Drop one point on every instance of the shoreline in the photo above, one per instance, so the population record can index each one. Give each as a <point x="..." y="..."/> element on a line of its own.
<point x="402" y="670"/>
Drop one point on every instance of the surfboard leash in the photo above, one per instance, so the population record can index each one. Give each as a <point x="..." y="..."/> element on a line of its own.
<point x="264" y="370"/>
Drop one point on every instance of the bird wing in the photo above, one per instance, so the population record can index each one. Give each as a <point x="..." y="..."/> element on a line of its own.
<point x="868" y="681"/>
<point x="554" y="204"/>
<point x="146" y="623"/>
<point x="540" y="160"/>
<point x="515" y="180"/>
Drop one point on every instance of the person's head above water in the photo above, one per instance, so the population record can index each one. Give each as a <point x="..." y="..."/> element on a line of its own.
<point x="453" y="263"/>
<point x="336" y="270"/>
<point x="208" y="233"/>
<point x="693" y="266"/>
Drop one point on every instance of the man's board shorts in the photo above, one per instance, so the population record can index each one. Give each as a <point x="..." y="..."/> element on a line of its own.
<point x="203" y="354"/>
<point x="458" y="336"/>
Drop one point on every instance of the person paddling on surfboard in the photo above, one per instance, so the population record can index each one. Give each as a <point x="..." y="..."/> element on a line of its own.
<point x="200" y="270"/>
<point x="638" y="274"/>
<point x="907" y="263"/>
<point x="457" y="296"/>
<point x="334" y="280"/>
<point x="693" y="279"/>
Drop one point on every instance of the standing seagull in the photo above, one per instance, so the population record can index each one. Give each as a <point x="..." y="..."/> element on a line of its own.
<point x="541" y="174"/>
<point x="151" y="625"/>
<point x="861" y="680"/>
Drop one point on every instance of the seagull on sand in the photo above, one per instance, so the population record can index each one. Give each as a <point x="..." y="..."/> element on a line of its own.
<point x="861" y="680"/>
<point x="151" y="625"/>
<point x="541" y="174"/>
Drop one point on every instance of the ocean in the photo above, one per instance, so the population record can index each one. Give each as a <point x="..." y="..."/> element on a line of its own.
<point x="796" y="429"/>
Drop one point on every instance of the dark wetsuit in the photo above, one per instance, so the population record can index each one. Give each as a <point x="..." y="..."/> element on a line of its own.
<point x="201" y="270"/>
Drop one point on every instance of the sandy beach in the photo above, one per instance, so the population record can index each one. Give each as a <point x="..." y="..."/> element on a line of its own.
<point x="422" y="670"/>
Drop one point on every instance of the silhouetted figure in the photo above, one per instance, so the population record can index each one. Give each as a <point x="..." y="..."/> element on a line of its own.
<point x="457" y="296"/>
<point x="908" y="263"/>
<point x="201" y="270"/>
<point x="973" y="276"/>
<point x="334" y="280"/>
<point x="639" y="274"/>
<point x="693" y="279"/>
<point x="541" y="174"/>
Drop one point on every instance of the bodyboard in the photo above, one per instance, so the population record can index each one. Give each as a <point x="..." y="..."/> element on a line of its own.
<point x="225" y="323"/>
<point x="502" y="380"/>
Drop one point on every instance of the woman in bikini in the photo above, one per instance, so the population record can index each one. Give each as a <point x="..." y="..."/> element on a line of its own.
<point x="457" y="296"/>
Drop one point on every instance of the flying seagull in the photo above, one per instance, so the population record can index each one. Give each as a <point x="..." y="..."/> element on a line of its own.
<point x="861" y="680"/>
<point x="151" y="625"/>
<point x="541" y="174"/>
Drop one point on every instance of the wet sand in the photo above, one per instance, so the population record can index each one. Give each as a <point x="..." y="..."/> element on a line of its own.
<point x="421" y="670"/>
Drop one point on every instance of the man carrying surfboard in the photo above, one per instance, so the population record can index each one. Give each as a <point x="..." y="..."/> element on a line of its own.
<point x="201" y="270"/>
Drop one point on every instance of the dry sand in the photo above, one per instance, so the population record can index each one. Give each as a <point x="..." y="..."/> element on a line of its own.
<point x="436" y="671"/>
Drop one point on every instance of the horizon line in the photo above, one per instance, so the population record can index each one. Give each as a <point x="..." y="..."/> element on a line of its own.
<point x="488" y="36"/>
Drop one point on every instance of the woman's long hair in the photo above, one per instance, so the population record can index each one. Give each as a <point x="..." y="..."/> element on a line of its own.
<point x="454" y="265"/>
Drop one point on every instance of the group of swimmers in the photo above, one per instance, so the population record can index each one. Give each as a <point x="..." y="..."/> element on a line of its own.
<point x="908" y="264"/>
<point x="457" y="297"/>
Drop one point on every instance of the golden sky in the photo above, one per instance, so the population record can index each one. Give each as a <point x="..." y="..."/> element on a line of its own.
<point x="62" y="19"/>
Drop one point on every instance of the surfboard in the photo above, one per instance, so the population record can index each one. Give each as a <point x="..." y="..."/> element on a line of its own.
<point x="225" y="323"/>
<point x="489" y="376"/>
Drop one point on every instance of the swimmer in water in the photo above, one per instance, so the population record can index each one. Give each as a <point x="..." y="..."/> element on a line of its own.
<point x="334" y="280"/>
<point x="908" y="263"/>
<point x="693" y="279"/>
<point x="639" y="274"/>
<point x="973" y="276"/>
- - - - -
▶ PROMPT:
Extract every line of the listing above and reproduce each one verbatim, in the same order.

▶ FINISHED TASK:
Drop one point on every instance of the shoreline in the photo above, one per instance, so the population record can index each one. Give each as a <point x="..." y="..."/> element on a line of its own.
<point x="402" y="670"/>
Drop one point on every instance of the surfboard leash in the photo above, one per instance, so the population record can index each one. Give each as a <point x="..." y="..."/> element on a line of its own.
<point x="264" y="370"/>
Drop one point on every instance of the bird wing in the photo above, one per instance, so the population record can index each one. Give each as a <point x="..." y="..."/> element on a line of its own.
<point x="868" y="681"/>
<point x="554" y="204"/>
<point x="146" y="623"/>
<point x="540" y="160"/>
<point x="515" y="180"/>
Drop one point on every instance of the person's head above water in the photo above, one per instance, so the population record can index each one. Give each as a <point x="..." y="..."/> element on a line of its own.
<point x="453" y="263"/>
<point x="336" y="270"/>
<point x="208" y="233"/>
<point x="693" y="266"/>
Drop one point on every instance of the man's board shorts in the photo above, one per instance, so the population record can index each one. Give each as a <point x="..." y="..."/> element on a line of its own.
<point x="203" y="354"/>
<point x="458" y="336"/>
Drop one point on every instance of the person paddling on surfboard in the photo above, one per instance, so the population record can index each one. Give each as a <point x="..." y="..."/> element on a line of its own.
<point x="200" y="270"/>
<point x="638" y="274"/>
<point x="907" y="263"/>
<point x="457" y="296"/>
<point x="334" y="280"/>
<point x="693" y="279"/>
Drop one point on every instance of the standing seagull in the photo above, one per instance, so the population record can index each one. Give each as a <point x="..." y="..."/> element on a line of its own.
<point x="541" y="174"/>
<point x="151" y="625"/>
<point x="861" y="680"/>
Drop one point on every instance of the seagull on sand in the photo above, one per instance, so the population record can index each one. Give each as a <point x="..." y="..."/> element on a line of its own.
<point x="861" y="680"/>
<point x="151" y="625"/>
<point x="541" y="174"/>
Drop one point on every instance of the ocean in the photo above, one per instance, so the population record can index each one. Give each as a <point x="..." y="..."/> element on a line of its own.
<point x="796" y="429"/>
Drop one point on every instance of the dark wetsuit in the photo above, one per instance, so the population record can index each one. Give each as a <point x="..." y="..."/> element on a line of its own.
<point x="201" y="270"/>
Drop one point on every instance of the sandy beach in the photo above, one per instance, so the population record can index each one. Give each as a <point x="..." y="..."/> element on a line of its own.
<point x="422" y="670"/>
Drop one point on every instance of the silhouetted figure in the photo above, one per instance, so the population record can index each one. Give each as a <point x="..." y="..."/> element on a line of its own.
<point x="457" y="296"/>
<point x="908" y="263"/>
<point x="201" y="270"/>
<point x="973" y="276"/>
<point x="334" y="280"/>
<point x="639" y="274"/>
<point x="693" y="279"/>
<point x="541" y="174"/>
Drop one point on every instance of the bodyboard in the photo above, one per instance, so the population record can index each one. Give each as a <point x="..." y="..."/> element on a line of its own.
<point x="225" y="323"/>
<point x="502" y="380"/>
Drop one point on every instance of the woman in bikini in the photo above, one per instance, so the population record can index each one. Give each as a <point x="..." y="..."/> element on a line of its own.
<point x="457" y="296"/>
Drop one point on every instance of the flying seagull in the photo above, one per instance, so the population record can index each one. Give each as a <point x="..." y="..."/> element on a line of its own.
<point x="861" y="680"/>
<point x="151" y="625"/>
<point x="541" y="174"/>
Drop one point on every instance of the wet sand in the photo above, one per instance, so the population record can index each one. Give each as a <point x="..." y="..."/> element on a line of its own.
<point x="421" y="670"/>
Drop one point on every instance of the man carrying surfboard in the photo above, one per instance, so the population record can index each one. Give each as a <point x="..." y="..."/> element on a line of its own.
<point x="201" y="270"/>
Drop one point on every instance of the dry sand in the photo above, one per instance, so the population record can index each one. Give each as a <point x="..." y="..."/> element on a line of its own.
<point x="436" y="671"/>
Drop one point on every instance of the horizon line in the photo above, one per instance, so the population record can index each one. Give each as a <point x="..." y="..."/> element on a line of its own.
<point x="488" y="36"/>
Drop one point on every instance of the woman's long hair in the photo above, one per instance, so the population record can index each one. Give each as a <point x="..." y="..."/> element on a line of its own.
<point x="454" y="265"/>
Drop one point on every instance of the group of swimmers in the photo above, one per instance, so the population record can index each one. Give each as a <point x="..." y="..."/> element on a line of its own.
<point x="908" y="264"/>
<point x="457" y="297"/>
Drop one point on every instance of the golden sky in the photo above, one per instance, so the population record can index each one. Give each as a <point x="..." y="..."/> element on a line of its own.
<point x="62" y="19"/>
Drop one point on every instance of the surfboard in the photo above, one per instance, so the population record can index each one. Give each as a <point x="..." y="..."/> element on a line of its own.
<point x="225" y="323"/>
<point x="489" y="376"/>
Drop one point on every instance of the swimmer in water in the photo above, one per instance, so the population record can index each one. Give each as a <point x="..." y="..."/> element on a line of its own.
<point x="334" y="280"/>
<point x="908" y="263"/>
<point x="693" y="279"/>
<point x="639" y="274"/>
<point x="973" y="276"/>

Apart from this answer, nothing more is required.